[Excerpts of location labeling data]

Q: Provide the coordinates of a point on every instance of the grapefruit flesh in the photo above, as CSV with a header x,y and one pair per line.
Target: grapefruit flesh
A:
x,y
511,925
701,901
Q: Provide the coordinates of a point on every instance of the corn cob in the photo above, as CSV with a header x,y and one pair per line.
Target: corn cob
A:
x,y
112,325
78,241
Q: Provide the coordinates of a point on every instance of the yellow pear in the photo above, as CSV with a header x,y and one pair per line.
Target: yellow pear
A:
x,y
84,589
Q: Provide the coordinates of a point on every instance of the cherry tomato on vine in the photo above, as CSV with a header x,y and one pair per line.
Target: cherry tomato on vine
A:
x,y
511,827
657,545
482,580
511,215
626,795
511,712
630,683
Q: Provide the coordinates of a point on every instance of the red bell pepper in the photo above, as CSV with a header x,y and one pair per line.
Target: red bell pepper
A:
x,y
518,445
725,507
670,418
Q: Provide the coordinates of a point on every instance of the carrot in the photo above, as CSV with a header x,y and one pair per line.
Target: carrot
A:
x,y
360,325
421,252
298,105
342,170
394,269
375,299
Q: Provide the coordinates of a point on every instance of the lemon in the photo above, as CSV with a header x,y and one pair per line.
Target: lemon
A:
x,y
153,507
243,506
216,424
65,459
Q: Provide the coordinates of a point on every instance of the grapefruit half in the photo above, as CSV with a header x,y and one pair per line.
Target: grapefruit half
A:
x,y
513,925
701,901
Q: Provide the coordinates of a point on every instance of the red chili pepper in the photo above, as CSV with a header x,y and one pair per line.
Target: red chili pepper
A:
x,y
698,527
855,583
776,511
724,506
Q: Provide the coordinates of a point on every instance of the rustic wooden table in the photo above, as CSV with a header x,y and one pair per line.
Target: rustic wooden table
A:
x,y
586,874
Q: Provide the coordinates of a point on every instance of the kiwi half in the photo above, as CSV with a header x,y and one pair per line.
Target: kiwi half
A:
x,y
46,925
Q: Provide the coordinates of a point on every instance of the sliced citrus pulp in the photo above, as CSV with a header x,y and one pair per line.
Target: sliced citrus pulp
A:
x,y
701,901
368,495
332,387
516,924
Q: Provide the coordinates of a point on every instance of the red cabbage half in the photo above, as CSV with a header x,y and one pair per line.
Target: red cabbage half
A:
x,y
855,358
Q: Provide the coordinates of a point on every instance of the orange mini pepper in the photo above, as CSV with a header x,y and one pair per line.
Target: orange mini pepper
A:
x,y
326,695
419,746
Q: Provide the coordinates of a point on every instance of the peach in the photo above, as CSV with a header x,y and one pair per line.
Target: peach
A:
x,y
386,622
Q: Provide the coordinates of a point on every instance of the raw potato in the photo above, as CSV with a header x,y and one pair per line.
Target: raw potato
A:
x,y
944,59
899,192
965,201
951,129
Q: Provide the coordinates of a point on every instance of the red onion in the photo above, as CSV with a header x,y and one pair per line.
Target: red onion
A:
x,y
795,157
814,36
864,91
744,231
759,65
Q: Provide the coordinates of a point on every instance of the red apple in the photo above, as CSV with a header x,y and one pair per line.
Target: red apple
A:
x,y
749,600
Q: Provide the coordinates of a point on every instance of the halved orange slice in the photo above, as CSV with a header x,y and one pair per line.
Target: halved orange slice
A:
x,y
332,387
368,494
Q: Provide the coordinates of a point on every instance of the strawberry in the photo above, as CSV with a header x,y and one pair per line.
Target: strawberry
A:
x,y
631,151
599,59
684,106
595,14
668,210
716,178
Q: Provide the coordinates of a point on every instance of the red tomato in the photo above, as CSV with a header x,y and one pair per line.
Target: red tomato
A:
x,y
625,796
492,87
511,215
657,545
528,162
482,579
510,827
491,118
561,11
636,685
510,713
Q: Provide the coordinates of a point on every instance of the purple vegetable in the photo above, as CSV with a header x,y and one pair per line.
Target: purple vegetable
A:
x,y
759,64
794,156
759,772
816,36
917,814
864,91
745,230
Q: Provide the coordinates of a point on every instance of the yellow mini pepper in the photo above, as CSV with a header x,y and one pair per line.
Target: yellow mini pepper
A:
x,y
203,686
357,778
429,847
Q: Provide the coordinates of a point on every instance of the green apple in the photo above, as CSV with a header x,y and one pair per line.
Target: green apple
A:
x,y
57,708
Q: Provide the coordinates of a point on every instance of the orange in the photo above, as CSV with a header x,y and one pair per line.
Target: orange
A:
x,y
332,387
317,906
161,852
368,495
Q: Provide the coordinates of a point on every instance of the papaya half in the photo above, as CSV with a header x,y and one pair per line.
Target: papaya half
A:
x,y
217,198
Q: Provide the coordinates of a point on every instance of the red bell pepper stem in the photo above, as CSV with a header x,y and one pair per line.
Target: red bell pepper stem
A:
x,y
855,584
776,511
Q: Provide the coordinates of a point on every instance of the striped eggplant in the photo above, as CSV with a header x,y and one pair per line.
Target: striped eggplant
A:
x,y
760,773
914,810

§ The problem
Transcribe the material above in its entirety. Match it exactly.

§ Answer to the problem
Q: Provide the coordinates of a point on every instance of the grapefruit flesh in the photo above, as CSV with a header x,y and one pair per line.
Target: grapefruit flesh
A:
x,y
511,925
701,901
Q: Provide the coordinates of a point on every instance of the corn cob in the photo above, as CSV with a header x,y and one pair per line.
Target: corn cob
A:
x,y
112,325
78,241
Q: Provide the coordinates of a point on every instance of the yellow pear in the photo above, as CSV with a header x,y and one pair per line.
Target: yellow pear
A:
x,y
84,589
Q: Provide the coordinates of a point on every instance of the cherry tomato on vine in the photo above, as CSV with a header x,y and one pair per line.
Target: cherry tomato on vine
A:
x,y
511,827
657,545
482,580
511,215
626,795
511,712
630,683
Q: Provide the coordinates of a point on every instance of the red bell pepper in the photo above, as CSV with a header x,y and one pair per line.
Target: red bell pepper
A:
x,y
518,445
725,507
670,418
Q: Provide the coordinates of a point on every instance of the carrot in the photo above, as CSV with a header x,y and one pair per line.
Target: carrot
A:
x,y
360,325
421,252
298,105
342,170
394,269
375,299
Q: Provide the coordinates of a point on every instance of the lemon in the photo above, as CSV with a header x,y and one pair per line.
Target: lemon
A:
x,y
153,507
243,506
216,424
65,459
Q: Provide the coordinates of a point on every instance of the grapefruit half in the photo above, as CSV with a header x,y and one pair per line.
Target: grapefruit half
A:
x,y
513,925
701,901
Q: Provide the coordinates of a point on every instance of the red chili pepper in the photo above, as CSV with a header x,y and one pair per line.
Target: red chili pepper
A:
x,y
698,527
855,583
776,511
724,506
Q: Provide the coordinates of a point on every instance of the rustic wooden table in the photo above, as CSV with a header x,y and one pair per line.
Target: rustic wooden table
A:
x,y
586,874
Q: Provide the coordinates of a point on every instance of the kiwi half in the photo above, as CSV with a header x,y and one pair per line.
Target: kiwi half
A:
x,y
46,925
Q: Provide the coordinates of a point on every instance of the sliced citrus pulp in the photo above, as CSV with a header x,y and one pair per line.
Target: sliced citrus pulp
A:
x,y
701,901
368,495
332,387
516,924
Q: Provide the coordinates of a point on every instance of the red cabbage half in the photo above, as CSV with a header x,y and one pair per line.
Target: red cabbage half
A:
x,y
855,358
Q: Provide the coordinates of a point on every instance of the orange mini pepper in the photo above, as CSV with a header x,y and one pair per line.
Target: orange mini pepper
A:
x,y
326,695
419,746
Q: Provide the coordinates of a point on every instance of the peach in the photo above, as CSV with a header x,y and one pair per line.
Target: peach
A:
x,y
386,622
Q: Provide the coordinates of a point on every instance of the raw potato in the photo above, as CSV with a header x,y and one pair per line.
Target: raw potato
A:
x,y
944,59
899,192
965,201
951,129
Q: Provide the coordinates of a point on every instance of the red onion in the photo above, as CSV with a header x,y and one pair per line.
Target: red onion
A:
x,y
795,157
814,36
864,91
744,231
759,65
Q: Provide the coordinates of a point on every instance of the red apple in the photo above, as CSV with a header x,y and one pair per line.
Target: red apple
A:
x,y
749,600
Q: Provide the coordinates of a point on every instance of the halved orange slice in the photo above, as CSV with a header x,y and one pair per line.
Target: halved orange slice
A:
x,y
332,387
368,494
Q: Provide the coordinates of a point on every instance of the strawberry in the photo above, as CSV with a header x,y and one pair per line.
Target: strawberry
A:
x,y
631,151
599,59
684,106
595,14
668,210
716,178
Q: Provide the coordinates of a point on every instance of the red tomato in the photo above, as CSV with a header x,y and one pair per line.
Target: red tomato
A:
x,y
625,796
492,87
511,215
657,545
528,162
482,579
510,827
491,118
561,11
636,685
510,713
Q: Provide the coordinates of a point on every instance of the purple vegetable in the photo above, as CSV with a header x,y and one pair per line.
Target: purple vegetable
A:
x,y
759,64
794,156
759,772
816,36
917,814
864,91
745,230
Q: Provide the coordinates of a point on every instance of the yellow mini pepper in the photo above, as CSV with a header x,y and one pair per line.
Target: yellow mini pepper
A:
x,y
203,686
357,778
429,847
Q: Provide the coordinates of a point on every instance of the green apple in the photo above, as CSV with a header x,y and one pair per line.
Target: green apple
A:
x,y
57,708
Q: Provide the coordinates of a point on every instance of the orange in the photo above, as CSV with a header x,y and one pair per line.
Target: orange
A:
x,y
332,387
317,906
161,852
368,495
Q: Provide the coordinates of a point on every instance of the papaya half in the photo above, as CSV with a header x,y and one pair per line.
Target: papaya half
A:
x,y
217,198
Q: Provide the coordinates of a point on every instance of the red bell pepper stem in the photo above, as CSV with a header x,y and one pair per line.
Target: red bell pepper stem
A:
x,y
855,584
776,511
Q: Provide the coordinates of a point on every instance of the striped eggplant in the photo above, as CSV with a header x,y and one pair per line.
Target: striped eggplant
A:
x,y
760,773
914,810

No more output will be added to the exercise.